--- Work instruction 1 ---
In the passage on Wyoming's vaccine-mandate bill, how much money does House Bill 1002 appropriate for legal challenges to federal vaccine mandates?
--- Work instruction 2 ---
Repeat the passage on Wyoming's vaccine-mandate bill word for word, beginning at the words "The governor put" and stopping after "special session: $233,000.".
--- Work instruction 3 ---
Write the next part of the passage on Wyoming's vaccine-mandate bill, picking up after its final sentence.

--- Text ---
The governor put pen to paper as he engages in a number of lawsuits against various aspects of the federal mandate: one against requirements on federal contractors and contracted employees, one against requiring vaccines in private businesses with more than 100 employees, and one against an edict that would generally require health care workers to get inoculated.

Gordon’s office was quick to highlight the legal challenges his administration is already pursuing in a Friday press release, and he was critical of the cost of the special session: $233,000.

“This bill confirms the Legislature’s support for the executive branch’s previously expressed determination to fight federal overreach in the courts,” Gordon said in the press release. “I thank the Legislature for recognizing their distinct constitutional responsibility as appropriators in forwarding resources to support this endeavor.”

House Bill 1002, which Gordon signed, appropriates $4 million for legal challenges to federal vaccine mandates and includes a strongly worded resolution citing the legal rights of Wyoming to defy the mandate.

(Stored data entries)
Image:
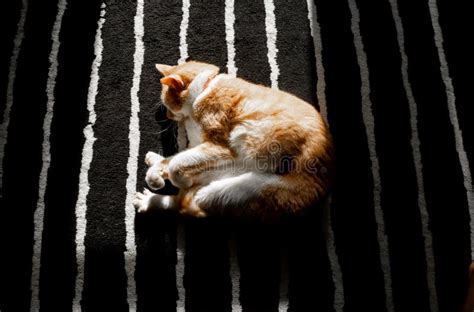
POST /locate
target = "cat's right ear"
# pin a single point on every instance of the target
(163, 69)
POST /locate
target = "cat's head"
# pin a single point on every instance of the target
(182, 84)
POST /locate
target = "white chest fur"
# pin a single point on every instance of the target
(193, 131)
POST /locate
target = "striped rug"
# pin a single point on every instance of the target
(78, 103)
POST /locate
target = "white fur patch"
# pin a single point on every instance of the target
(235, 189)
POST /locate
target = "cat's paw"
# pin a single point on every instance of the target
(155, 177)
(152, 159)
(142, 200)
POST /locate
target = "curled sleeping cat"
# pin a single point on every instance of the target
(253, 151)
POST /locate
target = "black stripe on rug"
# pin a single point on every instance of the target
(9, 17)
(23, 160)
(446, 196)
(105, 281)
(353, 217)
(58, 261)
(295, 50)
(156, 232)
(310, 283)
(393, 134)
(206, 277)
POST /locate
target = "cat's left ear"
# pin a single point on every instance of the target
(163, 69)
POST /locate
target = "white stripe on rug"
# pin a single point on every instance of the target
(130, 253)
(87, 154)
(453, 115)
(46, 157)
(230, 36)
(368, 118)
(321, 95)
(271, 30)
(232, 70)
(415, 145)
(11, 81)
(183, 32)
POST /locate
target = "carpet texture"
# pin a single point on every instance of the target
(79, 107)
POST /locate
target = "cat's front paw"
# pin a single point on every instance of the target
(152, 159)
(142, 200)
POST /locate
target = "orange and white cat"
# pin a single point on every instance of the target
(253, 151)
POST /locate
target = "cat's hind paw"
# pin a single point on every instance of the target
(142, 201)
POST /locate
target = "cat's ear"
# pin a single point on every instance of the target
(174, 82)
(163, 69)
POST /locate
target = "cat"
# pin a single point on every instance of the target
(253, 151)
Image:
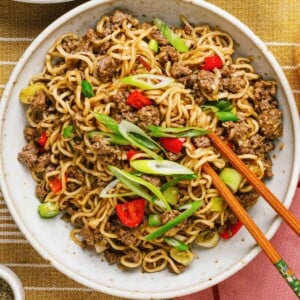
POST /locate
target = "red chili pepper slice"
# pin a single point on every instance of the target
(231, 230)
(173, 145)
(130, 153)
(42, 140)
(144, 63)
(212, 62)
(131, 213)
(137, 100)
(55, 185)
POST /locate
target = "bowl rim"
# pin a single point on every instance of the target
(190, 289)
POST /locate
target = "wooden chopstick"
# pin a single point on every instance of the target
(257, 234)
(258, 185)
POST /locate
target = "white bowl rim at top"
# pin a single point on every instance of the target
(13, 281)
(42, 250)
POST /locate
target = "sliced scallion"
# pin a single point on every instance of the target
(48, 210)
(170, 36)
(139, 186)
(231, 178)
(87, 89)
(190, 208)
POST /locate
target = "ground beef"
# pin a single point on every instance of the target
(148, 115)
(155, 180)
(156, 35)
(90, 237)
(29, 155)
(264, 93)
(38, 101)
(201, 141)
(106, 69)
(270, 122)
(247, 199)
(112, 256)
(179, 70)
(233, 84)
(84, 44)
(70, 43)
(167, 53)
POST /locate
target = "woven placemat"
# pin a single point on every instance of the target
(276, 22)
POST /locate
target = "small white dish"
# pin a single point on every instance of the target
(13, 281)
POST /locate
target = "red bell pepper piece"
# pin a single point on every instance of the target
(173, 145)
(144, 63)
(42, 140)
(55, 185)
(212, 62)
(131, 213)
(130, 153)
(137, 100)
(231, 230)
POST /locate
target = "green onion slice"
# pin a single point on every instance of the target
(139, 186)
(231, 178)
(170, 36)
(159, 167)
(87, 89)
(48, 210)
(154, 220)
(127, 129)
(177, 132)
(190, 208)
(153, 45)
(178, 245)
(139, 80)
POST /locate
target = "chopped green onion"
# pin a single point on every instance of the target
(231, 178)
(48, 210)
(176, 132)
(136, 80)
(182, 257)
(139, 185)
(216, 204)
(159, 167)
(87, 89)
(225, 116)
(153, 45)
(68, 131)
(171, 194)
(127, 129)
(178, 245)
(208, 239)
(190, 209)
(108, 122)
(177, 179)
(170, 36)
(154, 220)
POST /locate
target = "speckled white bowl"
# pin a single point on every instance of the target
(51, 237)
(13, 281)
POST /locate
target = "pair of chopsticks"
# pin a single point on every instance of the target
(243, 216)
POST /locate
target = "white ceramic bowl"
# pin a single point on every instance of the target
(51, 237)
(13, 281)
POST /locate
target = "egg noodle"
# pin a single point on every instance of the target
(76, 160)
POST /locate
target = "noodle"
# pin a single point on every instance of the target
(79, 161)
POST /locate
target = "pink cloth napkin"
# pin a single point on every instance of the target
(259, 280)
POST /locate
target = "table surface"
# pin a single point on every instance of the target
(276, 22)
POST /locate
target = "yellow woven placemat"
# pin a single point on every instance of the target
(276, 22)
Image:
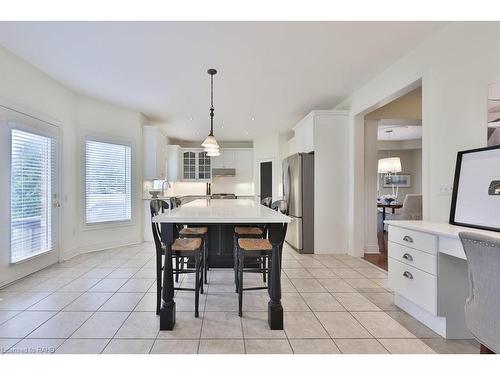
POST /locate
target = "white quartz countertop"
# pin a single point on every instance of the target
(222, 211)
(440, 229)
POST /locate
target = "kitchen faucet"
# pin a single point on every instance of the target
(163, 187)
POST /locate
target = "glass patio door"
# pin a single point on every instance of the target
(32, 192)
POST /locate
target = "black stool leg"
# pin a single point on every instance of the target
(202, 266)
(235, 259)
(176, 269)
(197, 285)
(241, 259)
(158, 284)
(264, 266)
(205, 256)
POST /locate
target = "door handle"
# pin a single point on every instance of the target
(407, 257)
(408, 239)
(408, 275)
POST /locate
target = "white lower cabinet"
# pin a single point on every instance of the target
(415, 285)
(428, 273)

--- Response 1 ---
$4 million

--- Response 2 ---
The governor put pen to paper as he engages in a number of lawsuits against various aspects of the federal mandate: one against requirements on federal contractors and contracted employees, one against requiring vaccines in private businesses with more than 100 employees, and one against an edict that would generally require health care workers to get inoculated.

Gordon’s office was quick to highlight the legal challenges his administration is already pursuing in a Friday press release, and he was critical of the cost of the special session: $233,000.

--- Response 3 ---
It also states, “no public entity shall enforce any mandate or standard of the federal government, whether emergency, temporary or permanent, that requires an employer to ensure or mandate that an employee shall receive a COVID-19 vaccination.” 

Those provisions barring enforcement of the mandate are nullified once the federal mandate takes effect, but they can be enforced if a court puts a stay on the mandate or the mandate is repealed. The U.S. Court of Appeals for the Fifth Circuit recenty ordered OSHA to stop enforcing the mandate on private employers for the time being.